▶ _EXERCISE AIM_: Return every line of the data below that contains the word "road", copying each line unchanged.

▶ _TASK INPUTS_:
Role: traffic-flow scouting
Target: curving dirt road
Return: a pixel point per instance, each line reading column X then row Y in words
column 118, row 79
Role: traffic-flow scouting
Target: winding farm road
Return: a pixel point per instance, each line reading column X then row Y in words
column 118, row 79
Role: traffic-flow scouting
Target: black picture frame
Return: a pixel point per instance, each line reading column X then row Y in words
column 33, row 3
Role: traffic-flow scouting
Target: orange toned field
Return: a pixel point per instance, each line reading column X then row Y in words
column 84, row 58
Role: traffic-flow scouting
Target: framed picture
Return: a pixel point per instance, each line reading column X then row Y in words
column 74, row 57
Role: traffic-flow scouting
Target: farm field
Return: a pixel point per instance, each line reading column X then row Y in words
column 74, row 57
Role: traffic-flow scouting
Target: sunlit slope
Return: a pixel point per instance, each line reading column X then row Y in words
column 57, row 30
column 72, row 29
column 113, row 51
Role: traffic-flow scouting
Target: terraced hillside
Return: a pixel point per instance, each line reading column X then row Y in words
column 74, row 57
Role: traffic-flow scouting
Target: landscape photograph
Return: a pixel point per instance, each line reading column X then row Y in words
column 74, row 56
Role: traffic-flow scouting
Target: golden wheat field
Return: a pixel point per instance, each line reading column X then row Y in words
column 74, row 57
==
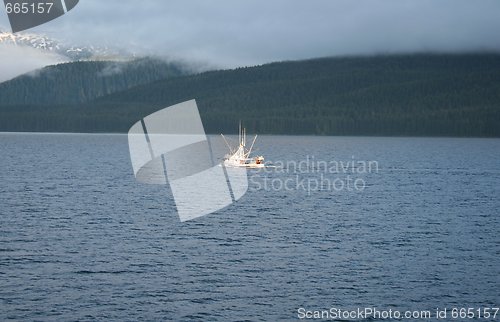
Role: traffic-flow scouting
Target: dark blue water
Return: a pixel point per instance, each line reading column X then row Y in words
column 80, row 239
...
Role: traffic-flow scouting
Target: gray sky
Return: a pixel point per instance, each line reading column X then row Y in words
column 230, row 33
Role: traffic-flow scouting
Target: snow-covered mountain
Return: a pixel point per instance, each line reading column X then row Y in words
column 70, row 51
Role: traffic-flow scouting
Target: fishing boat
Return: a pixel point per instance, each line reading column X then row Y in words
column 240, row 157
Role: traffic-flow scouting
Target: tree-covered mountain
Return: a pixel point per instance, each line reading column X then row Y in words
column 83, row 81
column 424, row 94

▶ _TASK OUTPUT_:
Target: curving dirt road
Target: winding farm road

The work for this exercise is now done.